(Data provided)

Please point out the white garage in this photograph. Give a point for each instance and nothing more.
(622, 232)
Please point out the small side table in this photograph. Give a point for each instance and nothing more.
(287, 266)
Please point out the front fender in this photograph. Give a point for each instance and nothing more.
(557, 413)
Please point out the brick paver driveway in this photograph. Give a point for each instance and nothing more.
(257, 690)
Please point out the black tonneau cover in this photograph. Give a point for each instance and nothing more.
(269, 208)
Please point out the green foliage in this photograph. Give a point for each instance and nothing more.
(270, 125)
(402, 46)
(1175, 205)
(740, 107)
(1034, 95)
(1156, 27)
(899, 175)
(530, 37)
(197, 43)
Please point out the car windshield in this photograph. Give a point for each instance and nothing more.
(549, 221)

(End Data provided)

#### [Work required]
Starting at the line with "Please point out the green", retype each line through the final one in the data above, unchanged and with nothing added.

#### [Answer section]
Please point out the green foliage in this photograph. Give a point for each instance and nothing more.
(270, 125)
(402, 46)
(1175, 205)
(740, 107)
(1034, 95)
(1156, 27)
(899, 175)
(530, 37)
(197, 43)
Please point out the car windshield in this photograph. Give a point for each instance and nothing more.
(549, 221)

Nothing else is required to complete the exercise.